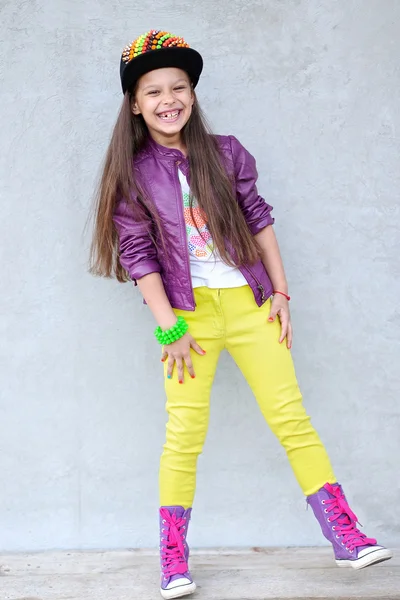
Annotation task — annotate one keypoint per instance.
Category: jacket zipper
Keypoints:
(180, 195)
(259, 286)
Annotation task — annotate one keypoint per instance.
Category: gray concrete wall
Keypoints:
(311, 87)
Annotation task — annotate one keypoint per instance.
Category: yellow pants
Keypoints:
(230, 319)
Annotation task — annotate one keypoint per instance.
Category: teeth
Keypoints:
(169, 115)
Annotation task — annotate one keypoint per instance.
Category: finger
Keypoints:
(197, 348)
(284, 327)
(179, 368)
(170, 369)
(189, 365)
(289, 337)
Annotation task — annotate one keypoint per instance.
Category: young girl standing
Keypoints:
(179, 213)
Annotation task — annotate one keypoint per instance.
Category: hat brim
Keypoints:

**Problem:**
Copy out exactly the lines that begin at the one with "Category: gray concrete wall" and end at the close of the material above; nothing else belongs in the answer.

**Response area:**
Category: gray concrete wall
Keypoints:
(311, 87)
Annotation task — annotate one keypoint per instance.
Category: yellow pants
Keypoints:
(230, 319)
Annotation task — annotate one keypoint per instance.
Category: teeth
Keypoints:
(169, 115)
Annotation task — annotate one keypoint per instance.
Category: finger
Keypoints:
(197, 348)
(284, 327)
(179, 368)
(170, 369)
(189, 365)
(289, 337)
Annotation task — annotate one keypoint per instance.
Category: young girl standing
Keypoints:
(179, 213)
Annotation task — annotate one keypoint per instance.
Category: hat brim
Keypoints:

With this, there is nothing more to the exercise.